### TASK INSTRUCTIONS
How do the records below read from their first line through the line containing "like [[123, 229]]."? Write those lines out exactly.

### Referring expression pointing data
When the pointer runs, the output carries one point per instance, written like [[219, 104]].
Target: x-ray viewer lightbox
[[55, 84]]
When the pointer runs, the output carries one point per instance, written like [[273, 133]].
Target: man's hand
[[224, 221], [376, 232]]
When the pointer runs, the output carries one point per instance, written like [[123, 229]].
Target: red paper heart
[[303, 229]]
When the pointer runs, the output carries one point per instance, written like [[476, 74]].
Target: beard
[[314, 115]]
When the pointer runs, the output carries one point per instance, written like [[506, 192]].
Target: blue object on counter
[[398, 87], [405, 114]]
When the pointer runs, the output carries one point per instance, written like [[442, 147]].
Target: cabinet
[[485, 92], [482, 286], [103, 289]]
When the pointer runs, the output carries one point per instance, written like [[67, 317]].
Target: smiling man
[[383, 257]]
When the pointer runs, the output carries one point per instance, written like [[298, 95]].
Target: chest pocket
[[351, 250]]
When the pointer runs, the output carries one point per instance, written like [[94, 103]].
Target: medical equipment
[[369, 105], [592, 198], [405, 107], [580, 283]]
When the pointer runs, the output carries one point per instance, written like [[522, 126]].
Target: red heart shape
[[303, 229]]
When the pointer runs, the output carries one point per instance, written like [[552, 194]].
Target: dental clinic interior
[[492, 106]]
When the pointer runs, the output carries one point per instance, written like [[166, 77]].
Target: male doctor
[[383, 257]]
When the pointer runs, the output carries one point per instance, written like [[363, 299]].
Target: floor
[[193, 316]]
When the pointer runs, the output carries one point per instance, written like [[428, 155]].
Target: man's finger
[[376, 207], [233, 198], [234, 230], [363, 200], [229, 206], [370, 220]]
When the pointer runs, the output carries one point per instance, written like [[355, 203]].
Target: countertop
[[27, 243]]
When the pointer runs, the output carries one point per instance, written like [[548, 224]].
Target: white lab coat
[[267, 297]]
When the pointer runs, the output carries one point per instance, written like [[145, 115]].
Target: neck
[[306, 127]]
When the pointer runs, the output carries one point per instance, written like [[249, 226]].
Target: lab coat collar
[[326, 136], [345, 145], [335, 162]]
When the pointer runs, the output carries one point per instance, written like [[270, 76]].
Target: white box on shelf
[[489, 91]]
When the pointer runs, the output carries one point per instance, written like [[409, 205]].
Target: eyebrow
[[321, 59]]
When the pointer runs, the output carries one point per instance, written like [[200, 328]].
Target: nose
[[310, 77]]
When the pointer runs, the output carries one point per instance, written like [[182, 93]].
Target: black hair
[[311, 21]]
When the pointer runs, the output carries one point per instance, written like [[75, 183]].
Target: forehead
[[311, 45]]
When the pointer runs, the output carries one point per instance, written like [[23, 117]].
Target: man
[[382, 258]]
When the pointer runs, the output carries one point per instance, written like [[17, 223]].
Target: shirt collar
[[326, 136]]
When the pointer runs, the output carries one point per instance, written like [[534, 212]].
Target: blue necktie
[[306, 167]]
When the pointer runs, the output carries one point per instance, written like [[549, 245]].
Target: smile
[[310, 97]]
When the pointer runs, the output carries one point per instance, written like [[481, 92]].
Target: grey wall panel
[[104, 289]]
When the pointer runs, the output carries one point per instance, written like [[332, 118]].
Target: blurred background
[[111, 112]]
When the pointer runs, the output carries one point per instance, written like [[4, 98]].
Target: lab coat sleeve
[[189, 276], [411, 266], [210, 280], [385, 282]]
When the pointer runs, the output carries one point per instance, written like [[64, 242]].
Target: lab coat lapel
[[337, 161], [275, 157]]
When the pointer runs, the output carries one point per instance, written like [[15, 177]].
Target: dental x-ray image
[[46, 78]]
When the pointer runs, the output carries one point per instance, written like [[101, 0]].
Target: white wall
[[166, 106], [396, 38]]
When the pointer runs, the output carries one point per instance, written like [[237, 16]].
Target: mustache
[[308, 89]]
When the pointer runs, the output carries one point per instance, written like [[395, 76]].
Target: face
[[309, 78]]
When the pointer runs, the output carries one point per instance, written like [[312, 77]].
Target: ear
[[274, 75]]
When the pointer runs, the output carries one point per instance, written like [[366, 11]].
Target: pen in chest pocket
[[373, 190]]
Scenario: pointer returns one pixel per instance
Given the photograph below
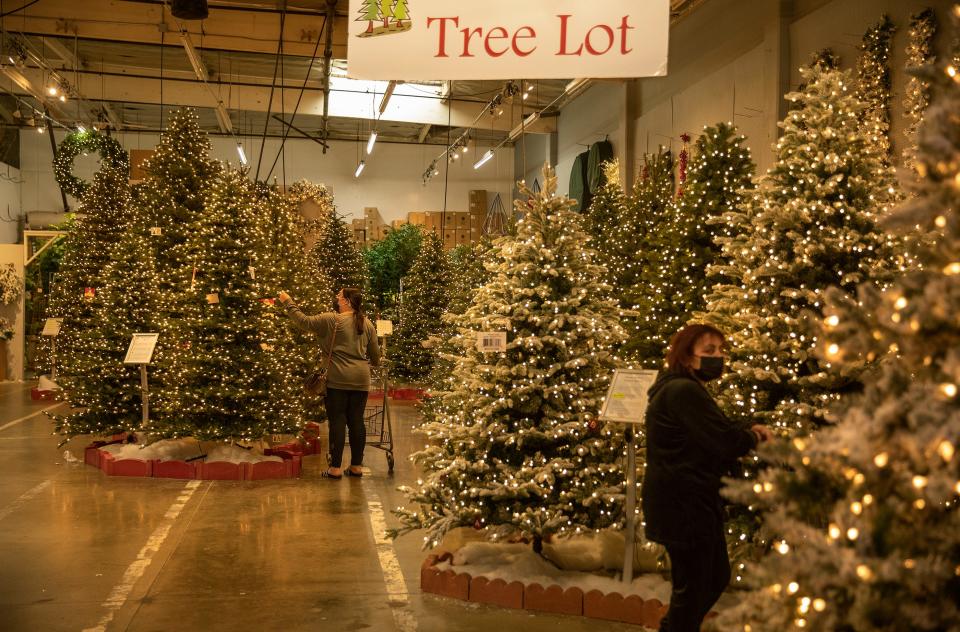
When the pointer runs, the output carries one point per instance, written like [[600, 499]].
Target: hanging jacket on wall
[[600, 152], [579, 187]]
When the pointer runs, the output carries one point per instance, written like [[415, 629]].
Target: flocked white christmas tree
[[866, 516], [524, 453]]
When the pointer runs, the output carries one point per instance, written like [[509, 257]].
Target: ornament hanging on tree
[[684, 158]]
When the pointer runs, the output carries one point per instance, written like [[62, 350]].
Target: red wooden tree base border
[[553, 599], [290, 467]]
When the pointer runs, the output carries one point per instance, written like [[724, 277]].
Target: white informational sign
[[626, 399], [51, 327], [141, 348], [504, 39], [492, 341]]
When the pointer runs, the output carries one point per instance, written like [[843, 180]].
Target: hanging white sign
[[141, 348], [491, 341], [506, 39], [626, 399]]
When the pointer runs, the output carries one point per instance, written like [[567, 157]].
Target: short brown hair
[[680, 353]]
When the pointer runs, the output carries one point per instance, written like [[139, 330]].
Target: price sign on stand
[[626, 403], [51, 327], [384, 328], [140, 352], [141, 348], [626, 400], [491, 341]]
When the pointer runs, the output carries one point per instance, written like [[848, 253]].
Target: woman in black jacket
[[690, 446]]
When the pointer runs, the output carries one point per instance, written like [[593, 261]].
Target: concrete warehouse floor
[[83, 551]]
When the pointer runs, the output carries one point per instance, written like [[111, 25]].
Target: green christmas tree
[[644, 237], [282, 263], [865, 515], [74, 297], [720, 173], [224, 377], [104, 393], [920, 52], [171, 200], [874, 84], [811, 224], [426, 296], [609, 208], [336, 255], [525, 453]]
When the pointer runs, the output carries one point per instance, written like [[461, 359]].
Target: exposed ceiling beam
[[404, 107], [229, 30], [63, 52], [423, 133]]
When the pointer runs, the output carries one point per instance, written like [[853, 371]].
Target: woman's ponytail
[[355, 296]]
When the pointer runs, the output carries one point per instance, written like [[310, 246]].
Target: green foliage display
[[426, 296], [388, 261]]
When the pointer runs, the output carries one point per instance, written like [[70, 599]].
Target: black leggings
[[700, 572], [345, 412]]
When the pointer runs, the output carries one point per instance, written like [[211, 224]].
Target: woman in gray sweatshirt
[[355, 349]]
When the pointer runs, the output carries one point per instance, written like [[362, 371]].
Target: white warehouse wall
[[392, 180]]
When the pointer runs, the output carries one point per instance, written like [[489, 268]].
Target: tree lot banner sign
[[499, 39]]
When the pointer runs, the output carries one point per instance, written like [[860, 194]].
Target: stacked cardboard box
[[137, 158]]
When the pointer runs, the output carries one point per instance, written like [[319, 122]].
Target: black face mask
[[711, 367]]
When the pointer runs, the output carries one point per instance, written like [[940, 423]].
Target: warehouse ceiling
[[127, 64]]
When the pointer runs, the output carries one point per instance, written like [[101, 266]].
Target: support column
[[776, 77]]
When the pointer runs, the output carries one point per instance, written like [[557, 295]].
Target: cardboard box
[[449, 239], [477, 201], [137, 158]]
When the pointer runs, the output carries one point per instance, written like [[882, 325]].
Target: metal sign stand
[[629, 536], [145, 395]]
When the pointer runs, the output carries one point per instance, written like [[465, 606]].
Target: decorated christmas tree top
[[810, 225], [866, 520], [525, 452]]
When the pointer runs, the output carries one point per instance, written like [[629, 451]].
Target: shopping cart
[[376, 416]]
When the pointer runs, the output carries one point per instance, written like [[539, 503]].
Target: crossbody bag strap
[[333, 338]]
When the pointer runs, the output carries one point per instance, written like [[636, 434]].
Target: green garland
[[111, 155]]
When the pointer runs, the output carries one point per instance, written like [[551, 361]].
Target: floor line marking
[[397, 595], [23, 498], [118, 596], [24, 418]]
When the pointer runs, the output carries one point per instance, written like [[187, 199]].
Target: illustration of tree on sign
[[369, 12], [395, 15], [401, 12], [386, 11]]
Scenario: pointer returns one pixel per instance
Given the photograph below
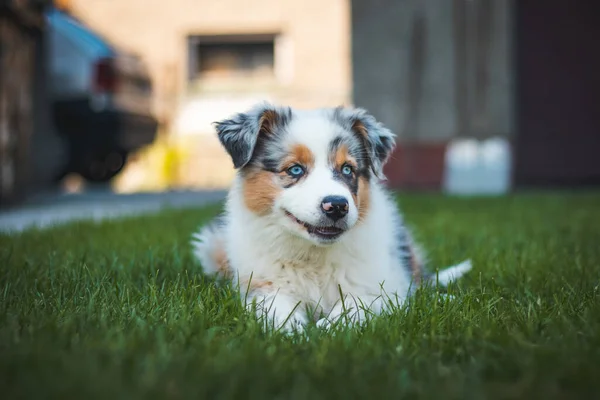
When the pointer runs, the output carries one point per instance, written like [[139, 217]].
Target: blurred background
[[487, 96]]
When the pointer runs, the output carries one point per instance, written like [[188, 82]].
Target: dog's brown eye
[[295, 171], [347, 170]]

### RESPONSE
When the pointer runs, the output carries one point per instance, written like [[219, 104]].
Target: x-ray viewer lightbox
[[55, 84]]
When the pointer runs, the output carries one point per instance, written like [[273, 133]].
Target: man's hand
[[224, 221], [376, 232]]
When the pointer runs, the output carries one point per instance, written like [[123, 229]].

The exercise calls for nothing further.